WHAT TO PRODUCE: Reproduce the part that opens with the line containing "locate the toilet brush" and closes with the final line, both included, with every line repeated, requests included. Rescale each point coordinate in the answers by multiplying it by 2.45 and rounding to a whole number, rounding halves up, and give nothing outside that part.
------------------------------------------------
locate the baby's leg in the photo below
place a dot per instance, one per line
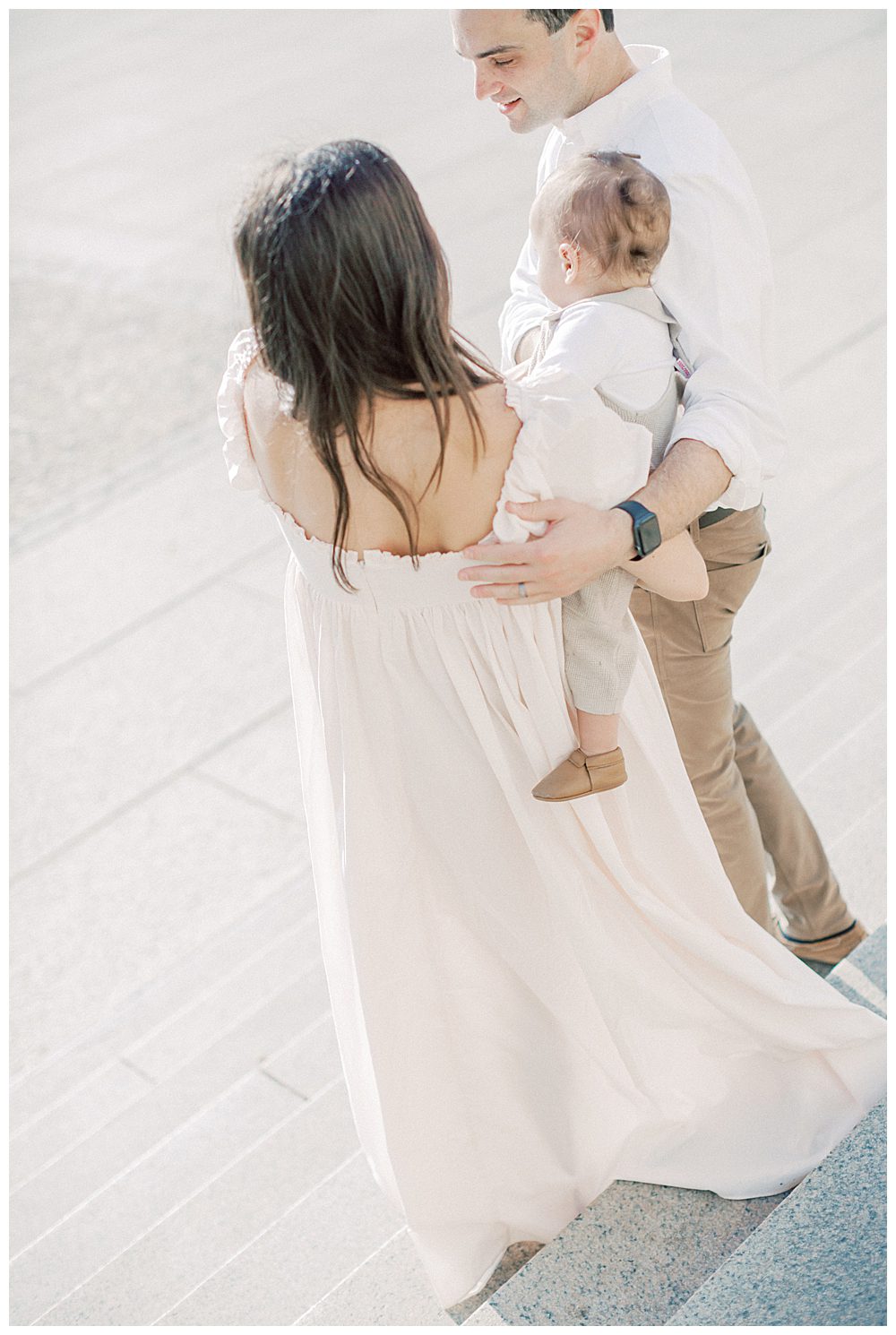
(601, 648)
(597, 733)
(601, 645)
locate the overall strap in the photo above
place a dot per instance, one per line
(645, 300)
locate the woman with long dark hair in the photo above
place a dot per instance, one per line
(530, 1002)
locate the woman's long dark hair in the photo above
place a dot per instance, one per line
(350, 298)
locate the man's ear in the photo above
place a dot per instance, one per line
(586, 27)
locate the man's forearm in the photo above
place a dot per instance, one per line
(691, 477)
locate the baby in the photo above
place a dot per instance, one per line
(599, 228)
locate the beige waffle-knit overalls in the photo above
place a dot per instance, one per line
(599, 635)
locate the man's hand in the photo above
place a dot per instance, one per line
(580, 545)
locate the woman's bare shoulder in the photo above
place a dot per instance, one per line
(495, 410)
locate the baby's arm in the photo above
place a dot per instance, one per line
(675, 570)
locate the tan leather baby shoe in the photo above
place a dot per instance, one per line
(582, 774)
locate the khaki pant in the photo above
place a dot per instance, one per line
(748, 804)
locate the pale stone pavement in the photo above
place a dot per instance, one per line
(183, 1150)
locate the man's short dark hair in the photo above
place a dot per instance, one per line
(557, 19)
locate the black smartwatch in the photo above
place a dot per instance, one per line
(645, 528)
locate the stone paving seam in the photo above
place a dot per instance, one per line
(353, 1271)
(107, 1024)
(155, 1084)
(163, 1141)
(274, 1223)
(123, 632)
(247, 797)
(109, 817)
(152, 1084)
(174, 1211)
(869, 651)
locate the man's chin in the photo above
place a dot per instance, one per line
(526, 122)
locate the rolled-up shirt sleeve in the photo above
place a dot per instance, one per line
(523, 308)
(526, 305)
(716, 280)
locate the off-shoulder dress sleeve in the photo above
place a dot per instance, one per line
(571, 444)
(242, 470)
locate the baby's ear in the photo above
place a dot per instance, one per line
(569, 256)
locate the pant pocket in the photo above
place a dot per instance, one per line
(728, 589)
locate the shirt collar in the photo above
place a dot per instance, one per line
(599, 122)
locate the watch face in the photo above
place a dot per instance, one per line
(650, 534)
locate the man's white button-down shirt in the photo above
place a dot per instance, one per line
(715, 278)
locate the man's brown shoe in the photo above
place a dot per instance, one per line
(582, 774)
(827, 950)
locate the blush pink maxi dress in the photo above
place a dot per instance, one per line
(530, 1000)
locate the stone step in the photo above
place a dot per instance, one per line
(650, 1255)
(841, 1277)
(833, 1225)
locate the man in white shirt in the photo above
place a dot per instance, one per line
(568, 68)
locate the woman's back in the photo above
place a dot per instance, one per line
(529, 1002)
(402, 438)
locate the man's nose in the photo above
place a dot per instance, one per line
(485, 84)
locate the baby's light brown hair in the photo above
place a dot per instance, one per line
(613, 209)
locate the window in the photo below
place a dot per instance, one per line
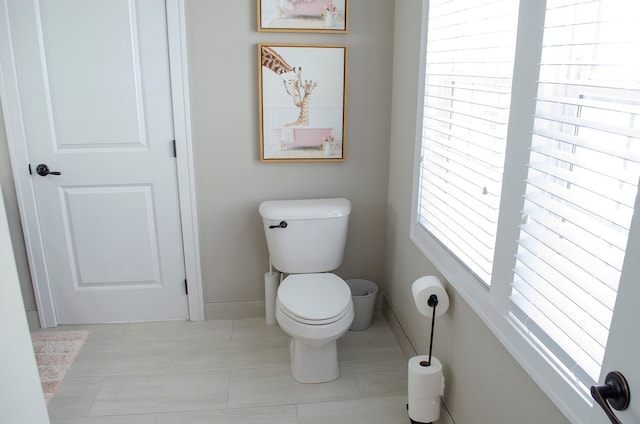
(544, 222)
(469, 65)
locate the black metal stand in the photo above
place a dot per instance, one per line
(432, 302)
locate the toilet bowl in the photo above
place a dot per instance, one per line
(315, 310)
(306, 240)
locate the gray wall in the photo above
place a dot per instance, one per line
(484, 383)
(231, 181)
(13, 219)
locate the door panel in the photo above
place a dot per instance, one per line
(96, 103)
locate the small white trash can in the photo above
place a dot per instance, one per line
(363, 294)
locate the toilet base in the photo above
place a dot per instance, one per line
(314, 364)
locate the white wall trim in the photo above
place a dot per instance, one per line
(17, 143)
(19, 155)
(178, 63)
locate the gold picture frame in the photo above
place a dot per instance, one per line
(302, 102)
(328, 16)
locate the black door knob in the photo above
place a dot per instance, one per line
(43, 170)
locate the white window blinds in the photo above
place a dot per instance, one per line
(582, 182)
(469, 66)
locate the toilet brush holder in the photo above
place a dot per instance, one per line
(425, 377)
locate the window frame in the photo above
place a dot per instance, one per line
(491, 303)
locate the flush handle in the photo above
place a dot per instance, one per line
(613, 393)
(283, 224)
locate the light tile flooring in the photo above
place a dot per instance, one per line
(226, 371)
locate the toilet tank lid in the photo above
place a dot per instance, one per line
(305, 209)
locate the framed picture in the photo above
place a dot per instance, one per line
(303, 15)
(302, 99)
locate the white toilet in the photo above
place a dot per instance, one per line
(306, 240)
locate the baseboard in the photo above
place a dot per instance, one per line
(407, 348)
(234, 310)
(33, 320)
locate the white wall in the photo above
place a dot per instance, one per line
------------------------------------------------
EXERCISE ANSWER:
locate the toilet brush holder in the photo above
place a dot per instance, one per line
(1041, 924)
locate the window frame in the photo above
place a dot per instance, one per line
(1203, 742)
locate the flush handle in the photo above
place a dot per instance, one per line
(1502, 963)
(693, 549)
locate the light tile flooring in the photo above
place a dot per instance, one per line
(554, 909)
locate the toilet tank lid in the photo above
place a dot per instance, one per line
(747, 512)
locate the framed picture in the photo above
place a dot per instance, one per line
(742, 37)
(740, 243)
locate the white toilet in the photo above
place a dot per instance, one per line
(750, 588)
locate the baseboard in the photo above
place a dot per instance, one per line
(997, 853)
(573, 760)
(81, 784)
locate the white wall in the photo above
place a dot per instance, one per line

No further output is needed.